*Records shown*:
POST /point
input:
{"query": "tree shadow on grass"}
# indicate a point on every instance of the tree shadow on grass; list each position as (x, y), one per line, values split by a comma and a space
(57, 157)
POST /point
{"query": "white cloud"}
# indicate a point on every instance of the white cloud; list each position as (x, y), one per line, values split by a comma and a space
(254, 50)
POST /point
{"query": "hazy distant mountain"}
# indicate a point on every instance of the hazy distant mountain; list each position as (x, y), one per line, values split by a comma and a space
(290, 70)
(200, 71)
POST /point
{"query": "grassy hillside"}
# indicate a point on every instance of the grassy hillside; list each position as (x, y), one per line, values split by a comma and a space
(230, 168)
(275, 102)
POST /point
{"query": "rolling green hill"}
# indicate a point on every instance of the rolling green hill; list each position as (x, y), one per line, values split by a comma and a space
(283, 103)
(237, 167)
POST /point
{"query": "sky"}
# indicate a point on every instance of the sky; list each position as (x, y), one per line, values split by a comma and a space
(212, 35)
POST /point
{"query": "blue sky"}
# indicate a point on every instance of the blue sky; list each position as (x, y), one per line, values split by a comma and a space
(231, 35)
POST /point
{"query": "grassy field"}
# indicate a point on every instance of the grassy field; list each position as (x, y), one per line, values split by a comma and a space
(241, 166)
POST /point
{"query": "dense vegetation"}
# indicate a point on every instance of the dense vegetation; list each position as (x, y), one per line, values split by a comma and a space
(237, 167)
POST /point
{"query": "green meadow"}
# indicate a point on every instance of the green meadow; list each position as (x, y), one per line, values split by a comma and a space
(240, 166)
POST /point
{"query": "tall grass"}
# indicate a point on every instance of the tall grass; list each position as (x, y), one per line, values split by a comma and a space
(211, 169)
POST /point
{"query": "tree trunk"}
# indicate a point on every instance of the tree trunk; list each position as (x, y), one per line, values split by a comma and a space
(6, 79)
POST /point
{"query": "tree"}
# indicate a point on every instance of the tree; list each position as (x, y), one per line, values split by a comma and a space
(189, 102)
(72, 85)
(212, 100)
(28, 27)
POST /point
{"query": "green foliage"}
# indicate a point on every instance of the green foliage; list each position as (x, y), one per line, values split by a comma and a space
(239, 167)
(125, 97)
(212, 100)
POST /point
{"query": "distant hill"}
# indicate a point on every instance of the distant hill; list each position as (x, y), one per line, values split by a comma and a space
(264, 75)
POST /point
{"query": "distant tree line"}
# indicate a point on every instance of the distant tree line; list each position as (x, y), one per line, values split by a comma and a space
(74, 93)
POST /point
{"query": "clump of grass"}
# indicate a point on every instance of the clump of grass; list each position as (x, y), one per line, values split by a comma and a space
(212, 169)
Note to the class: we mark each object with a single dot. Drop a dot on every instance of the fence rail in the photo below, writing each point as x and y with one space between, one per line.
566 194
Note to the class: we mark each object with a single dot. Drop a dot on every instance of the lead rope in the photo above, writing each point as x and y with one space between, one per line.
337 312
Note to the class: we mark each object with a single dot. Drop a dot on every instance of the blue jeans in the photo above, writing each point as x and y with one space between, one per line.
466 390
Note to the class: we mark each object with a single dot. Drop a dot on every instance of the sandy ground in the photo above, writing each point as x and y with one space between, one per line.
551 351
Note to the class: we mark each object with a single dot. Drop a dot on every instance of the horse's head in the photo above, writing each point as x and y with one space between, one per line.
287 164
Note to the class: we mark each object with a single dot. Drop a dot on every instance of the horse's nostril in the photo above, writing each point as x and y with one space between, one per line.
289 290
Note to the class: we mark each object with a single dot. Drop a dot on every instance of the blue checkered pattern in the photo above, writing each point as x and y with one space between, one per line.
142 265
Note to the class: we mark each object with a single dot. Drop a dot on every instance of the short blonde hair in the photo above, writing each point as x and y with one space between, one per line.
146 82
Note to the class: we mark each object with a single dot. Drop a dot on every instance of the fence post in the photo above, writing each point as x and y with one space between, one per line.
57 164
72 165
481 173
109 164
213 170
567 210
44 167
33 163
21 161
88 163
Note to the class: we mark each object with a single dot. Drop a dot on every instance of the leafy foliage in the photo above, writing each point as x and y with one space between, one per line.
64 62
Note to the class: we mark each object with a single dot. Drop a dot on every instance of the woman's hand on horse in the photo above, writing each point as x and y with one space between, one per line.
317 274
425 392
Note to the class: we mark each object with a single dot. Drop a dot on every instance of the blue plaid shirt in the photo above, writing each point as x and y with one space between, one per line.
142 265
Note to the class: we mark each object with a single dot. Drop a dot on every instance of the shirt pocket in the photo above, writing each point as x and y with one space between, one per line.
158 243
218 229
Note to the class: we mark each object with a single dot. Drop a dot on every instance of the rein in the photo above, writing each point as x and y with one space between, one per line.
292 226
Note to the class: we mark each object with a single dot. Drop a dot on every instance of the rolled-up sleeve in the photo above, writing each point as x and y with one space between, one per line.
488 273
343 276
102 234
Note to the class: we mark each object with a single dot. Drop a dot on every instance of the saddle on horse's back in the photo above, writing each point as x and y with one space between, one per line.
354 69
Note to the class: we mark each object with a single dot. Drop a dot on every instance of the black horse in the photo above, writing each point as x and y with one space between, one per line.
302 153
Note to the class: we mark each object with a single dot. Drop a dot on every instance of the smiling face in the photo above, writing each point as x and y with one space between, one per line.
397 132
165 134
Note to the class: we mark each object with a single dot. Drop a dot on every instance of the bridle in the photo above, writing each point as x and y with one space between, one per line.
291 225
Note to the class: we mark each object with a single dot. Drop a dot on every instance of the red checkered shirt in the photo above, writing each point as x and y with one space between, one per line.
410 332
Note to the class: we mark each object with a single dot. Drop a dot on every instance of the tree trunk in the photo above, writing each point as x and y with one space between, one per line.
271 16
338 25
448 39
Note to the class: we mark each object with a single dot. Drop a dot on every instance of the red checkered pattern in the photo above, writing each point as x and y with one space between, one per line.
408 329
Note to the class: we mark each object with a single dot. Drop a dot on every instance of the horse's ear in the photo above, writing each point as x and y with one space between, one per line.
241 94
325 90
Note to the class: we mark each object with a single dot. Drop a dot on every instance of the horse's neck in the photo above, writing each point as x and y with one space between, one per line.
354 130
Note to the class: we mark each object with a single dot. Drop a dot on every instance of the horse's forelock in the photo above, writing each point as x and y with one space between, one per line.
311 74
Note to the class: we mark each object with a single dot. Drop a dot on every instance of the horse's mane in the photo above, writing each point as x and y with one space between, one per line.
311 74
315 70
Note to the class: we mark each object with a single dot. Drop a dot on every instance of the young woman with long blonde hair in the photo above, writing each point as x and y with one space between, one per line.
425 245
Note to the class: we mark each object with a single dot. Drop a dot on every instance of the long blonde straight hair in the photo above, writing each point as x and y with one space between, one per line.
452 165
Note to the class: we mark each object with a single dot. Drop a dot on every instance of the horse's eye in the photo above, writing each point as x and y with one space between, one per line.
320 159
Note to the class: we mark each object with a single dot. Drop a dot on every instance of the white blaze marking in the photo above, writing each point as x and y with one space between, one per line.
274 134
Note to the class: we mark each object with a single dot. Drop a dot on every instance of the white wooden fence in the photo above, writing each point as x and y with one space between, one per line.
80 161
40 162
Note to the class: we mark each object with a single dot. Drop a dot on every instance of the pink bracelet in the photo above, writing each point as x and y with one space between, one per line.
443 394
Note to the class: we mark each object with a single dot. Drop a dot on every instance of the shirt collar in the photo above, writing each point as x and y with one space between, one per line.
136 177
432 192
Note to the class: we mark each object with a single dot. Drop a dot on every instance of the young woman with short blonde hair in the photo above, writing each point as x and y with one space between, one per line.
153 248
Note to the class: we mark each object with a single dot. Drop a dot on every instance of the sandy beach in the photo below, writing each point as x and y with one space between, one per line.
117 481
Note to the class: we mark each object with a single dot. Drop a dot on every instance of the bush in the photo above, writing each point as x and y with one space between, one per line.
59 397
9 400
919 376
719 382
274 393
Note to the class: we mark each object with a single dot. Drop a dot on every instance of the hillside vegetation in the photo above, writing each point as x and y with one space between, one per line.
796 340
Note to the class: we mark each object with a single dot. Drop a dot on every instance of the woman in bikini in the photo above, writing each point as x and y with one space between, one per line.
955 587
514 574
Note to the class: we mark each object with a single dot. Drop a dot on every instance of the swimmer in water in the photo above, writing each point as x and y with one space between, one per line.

*Exercise instructions*: Copy each line, exactly, that falls between the line containing "of the bush" and the end of the entries, both included.

*Task output*:
Note to the class: we mark each object with a single dot. Drop a dot on every instance of the bush in the photo above, writing each point as x and y with one space between, one per line.
59 397
9 400
919 376
719 382
274 393
Note to the class: we mark each object with a single dot. Drop a dot on every instance of the hillside vegetation in the photo above, writing each point as x and y with one space between, one per line.
796 340
Note to the class: we mark each object with a single dot. Drop a dot on every instance of the woman in bikini in the photo above, writing each point as x and y with one space between, one per line.
955 587
514 574
Note to the class: we mark each object with a single dot. Drop a dot on every instance of the swimmer in water in the photo above, writing each point as x and y with one space between, one per line.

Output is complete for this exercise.